### YOUR INSTRUCTIONS
All of the data below must be repeated exactly.
........
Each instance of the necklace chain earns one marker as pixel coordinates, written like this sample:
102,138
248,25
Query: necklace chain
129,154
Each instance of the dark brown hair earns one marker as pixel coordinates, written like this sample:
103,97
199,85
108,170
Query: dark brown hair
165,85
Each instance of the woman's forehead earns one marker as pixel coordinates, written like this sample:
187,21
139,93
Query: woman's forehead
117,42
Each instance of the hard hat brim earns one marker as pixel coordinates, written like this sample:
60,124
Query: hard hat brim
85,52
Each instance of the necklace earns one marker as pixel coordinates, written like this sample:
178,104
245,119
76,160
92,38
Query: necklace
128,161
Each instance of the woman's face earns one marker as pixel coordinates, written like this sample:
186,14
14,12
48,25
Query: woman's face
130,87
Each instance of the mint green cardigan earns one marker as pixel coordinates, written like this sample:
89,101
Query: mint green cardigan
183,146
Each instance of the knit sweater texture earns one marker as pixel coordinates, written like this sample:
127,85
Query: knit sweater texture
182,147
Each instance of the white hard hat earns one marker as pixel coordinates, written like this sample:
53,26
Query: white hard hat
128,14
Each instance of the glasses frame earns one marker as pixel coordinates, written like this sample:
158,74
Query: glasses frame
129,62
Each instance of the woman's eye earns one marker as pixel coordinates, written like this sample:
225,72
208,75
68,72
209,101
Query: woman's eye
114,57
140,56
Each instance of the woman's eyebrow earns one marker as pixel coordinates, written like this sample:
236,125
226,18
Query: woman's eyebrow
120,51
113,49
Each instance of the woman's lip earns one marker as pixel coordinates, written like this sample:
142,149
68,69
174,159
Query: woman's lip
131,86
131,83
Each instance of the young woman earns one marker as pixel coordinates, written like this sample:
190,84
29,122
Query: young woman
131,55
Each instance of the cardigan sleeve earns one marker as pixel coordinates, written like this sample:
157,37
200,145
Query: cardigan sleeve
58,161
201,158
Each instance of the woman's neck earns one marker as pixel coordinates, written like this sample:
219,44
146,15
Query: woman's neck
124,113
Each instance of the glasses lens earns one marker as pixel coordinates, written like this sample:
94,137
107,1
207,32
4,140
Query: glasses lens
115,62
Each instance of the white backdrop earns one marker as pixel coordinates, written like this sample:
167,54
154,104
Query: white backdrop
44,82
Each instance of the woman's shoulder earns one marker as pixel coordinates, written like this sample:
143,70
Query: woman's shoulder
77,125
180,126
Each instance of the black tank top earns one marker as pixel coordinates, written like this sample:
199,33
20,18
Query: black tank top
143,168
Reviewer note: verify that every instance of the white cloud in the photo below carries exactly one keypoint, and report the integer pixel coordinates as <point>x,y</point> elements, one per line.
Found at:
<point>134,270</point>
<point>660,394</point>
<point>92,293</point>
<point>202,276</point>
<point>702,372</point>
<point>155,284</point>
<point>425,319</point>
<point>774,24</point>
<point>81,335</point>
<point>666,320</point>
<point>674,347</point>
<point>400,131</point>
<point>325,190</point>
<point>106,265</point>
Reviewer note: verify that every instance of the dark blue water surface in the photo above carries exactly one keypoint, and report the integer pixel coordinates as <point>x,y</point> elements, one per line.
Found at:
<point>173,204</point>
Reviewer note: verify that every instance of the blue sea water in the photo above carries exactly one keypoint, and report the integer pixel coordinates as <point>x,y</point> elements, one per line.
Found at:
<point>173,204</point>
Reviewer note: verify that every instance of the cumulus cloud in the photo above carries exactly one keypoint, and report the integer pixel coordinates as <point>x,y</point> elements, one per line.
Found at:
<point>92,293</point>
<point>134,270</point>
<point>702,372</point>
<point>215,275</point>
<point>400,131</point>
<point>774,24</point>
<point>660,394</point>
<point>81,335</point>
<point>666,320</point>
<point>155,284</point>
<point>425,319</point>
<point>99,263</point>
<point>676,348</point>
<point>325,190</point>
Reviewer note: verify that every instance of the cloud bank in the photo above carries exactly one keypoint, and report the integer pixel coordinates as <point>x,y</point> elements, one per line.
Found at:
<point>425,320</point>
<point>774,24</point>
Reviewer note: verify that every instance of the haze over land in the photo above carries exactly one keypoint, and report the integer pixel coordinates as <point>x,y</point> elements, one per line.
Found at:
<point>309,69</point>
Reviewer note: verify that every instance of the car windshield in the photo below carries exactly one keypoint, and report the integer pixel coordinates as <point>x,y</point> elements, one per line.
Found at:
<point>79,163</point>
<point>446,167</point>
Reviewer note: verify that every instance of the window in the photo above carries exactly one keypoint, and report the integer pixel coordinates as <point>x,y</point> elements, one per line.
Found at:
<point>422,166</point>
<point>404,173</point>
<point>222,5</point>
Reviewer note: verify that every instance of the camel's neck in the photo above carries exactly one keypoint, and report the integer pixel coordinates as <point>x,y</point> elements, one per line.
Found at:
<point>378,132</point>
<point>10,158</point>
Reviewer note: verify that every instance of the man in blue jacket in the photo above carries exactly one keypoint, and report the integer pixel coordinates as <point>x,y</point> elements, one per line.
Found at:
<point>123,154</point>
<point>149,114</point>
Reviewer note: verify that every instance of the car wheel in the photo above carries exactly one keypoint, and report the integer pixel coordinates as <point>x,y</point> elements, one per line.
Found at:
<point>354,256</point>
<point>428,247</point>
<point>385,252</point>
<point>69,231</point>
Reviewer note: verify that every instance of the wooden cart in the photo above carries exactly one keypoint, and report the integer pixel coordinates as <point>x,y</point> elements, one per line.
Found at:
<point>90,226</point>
........
### PROBLEM SOLUTION
Each instance of the necklace chain earns one marker as pixel coordinates, written like this sample:
102,138
248,25
Query: necklace chain
129,154
Each instance of the dark brown hair earns one marker as pixel coordinates, written like this sample:
103,97
199,85
108,170
Query: dark brown hair
165,85
Each instance of the woman's forehead earns one marker as pixel coordinates, written like this sample:
187,21
139,93
Query: woman's forehead
117,42
Each instance of the hard hat brim earns one marker as pixel coordinates, written like this sample:
60,124
Query: hard hat brim
85,52
Each instance of the necklace earns one marker as pixel coordinates, written like this sample:
178,104
245,119
76,160
92,38
Query: necklace
128,161
Each instance of the woman's face earns one marker as pixel coordinates, written like this sample:
186,14
14,12
48,25
Query: woman's face
130,87
Each instance of the mint green cardigan earns one marker as pixel coordinates, written like this sample:
89,101
Query: mint green cardigan
183,146
Each instance of the knit sweater texture earns one marker as pixel coordinates, written like this sample:
127,85
Query: knit sweater texture
182,147
Each instance of the white hard hat earns one marker as pixel coordinates, written like this sample:
53,26
Query: white hard hat
128,14
Each instance of the glasses frame earns one marker as pixel coordinates, written like this sample:
158,74
Query: glasses frame
129,62
Each instance of the woman's eye earns one marker as pixel coordinates, written like this sample:
225,72
208,75
68,72
209,101
Query: woman's eye
114,57
140,56
Each instance of the woman's eyebrow earns one marker as pixel coordinates, written like this sample:
236,125
226,18
Query: woman's eyebrow
120,51
113,49
Each instance of the woman's lip earns one marker as pixel coordinates, written like this sample:
142,149
68,69
174,159
Query: woman's lip
131,86
131,83
Each instance of the young woman earns one marker as pixel coordinates, written like this sample:
190,84
29,122
Query: young woman
131,55
Each instance of the cardigan sleeve earns one marker as pixel coordinates, written like this sample:
157,37
200,145
Query: cardigan sleeve
58,161
201,158
Each instance of the woman's neck earns one marker as pixel coordinates, written like this sample:
219,44
146,15
Query: woman's neck
124,113
Each instance of the glasses lens earns one marker as pixel coordinates, written like this sample:
94,137
107,1
207,32
4,140
Query: glasses lens
115,62
Each instance of the white backdrop earns one marker as pixel coordinates, written like this sample:
167,54
154,104
Query: white backdrop
44,82
Each instance of the woman's shoulder earns one marker as pixel coordinates, written like this sample:
143,70
Query: woman's shoulder
77,125
180,126
Each instance of the black tank top earns one marker as pixel coordinates, written like this sample:
199,33
20,18
Query: black tank top
143,168
Reviewer note: verify that every instance of the white cloud in the photo below carries exactly one keypoint, and report the integer pixel coordinates as <point>x,y</point> elements, one per line.
Found at:
<point>134,270</point>
<point>660,394</point>
<point>92,293</point>
<point>202,276</point>
<point>702,372</point>
<point>155,284</point>
<point>425,319</point>
<point>774,24</point>
<point>81,335</point>
<point>666,320</point>
<point>674,347</point>
<point>400,131</point>
<point>325,190</point>
<point>106,265</point>
Reviewer note: verify that every instance of the dark blue water surface in the photo above carries exactly one keypoint, and report the integer pixel coordinates as <point>x,y</point> elements, one per line.
Found at:
<point>173,204</point>
Reviewer note: verify that every instance of the blue sea water in the photo above carries exactly one keypoint, and report the integer pixel coordinates as <point>x,y</point> elements, one per line.
Found at:
<point>173,204</point>
Reviewer note: verify that every instance of the cumulus cloud in the photo above carries exactly one keypoint, and report the integer pixel coordinates as <point>x,y</point> elements, one per line.
Found at:
<point>92,293</point>
<point>134,270</point>
<point>702,372</point>
<point>215,275</point>
<point>400,131</point>
<point>774,24</point>
<point>660,394</point>
<point>81,335</point>
<point>666,320</point>
<point>155,284</point>
<point>425,319</point>
<point>99,263</point>
<point>676,348</point>
<point>325,190</point>
Reviewer note: verify that every instance of the cloud bank in the photo above carries exactly one keypoint, and report the integer pixel coordinates as <point>x,y</point> elements, one per line.
Found at:
<point>425,320</point>
<point>774,24</point>
Reviewer note: verify that every instance of the haze over land in the photo above carries exactly one keypoint, and report the integer pixel coordinates as <point>x,y</point> elements, one per line.
Found at:
<point>309,69</point>
Reviewer note: verify that every instance of the car windshield in the photo below carries exactly one keypoint, and report the integer pixel coordinates as <point>x,y</point> elements, one per line.
Found at:
<point>79,163</point>
<point>446,167</point>
Reviewer note: verify that every instance of the window in the photo above carries exactly one keypoint, and report the integer pixel coordinates as <point>x,y</point> elements, one per line.
Found at:
<point>422,166</point>
<point>404,173</point>
<point>222,5</point>
Reviewer note: verify that every instance of the camel's neck in the photo above carries exactly one keypoint, and report the integer pixel coordinates as <point>x,y</point> elements, one per line.
Found at:
<point>378,132</point>
<point>10,158</point>
Reviewer note: verify that every instance of the man in blue jacket in the photo above carries exactly one keypoint, and report the integer pixel coordinates as <point>x,y</point> elements, one per line.
Found at:
<point>123,154</point>
<point>149,114</point>
Reviewer note: verify that every instance of the car wheel in the photo above carries exactly one keypoint, and report the integer pixel coordinates as <point>x,y</point> elements, one per line.
Found at:
<point>354,256</point>
<point>428,247</point>
<point>385,252</point>
<point>69,231</point>
Reviewer note: verify that every instance of the wooden cart in the photo above carries exactly one keypoint, and report the integer pixel coordinates as <point>x,y</point> elements, one per line.
Found at:
<point>90,226</point>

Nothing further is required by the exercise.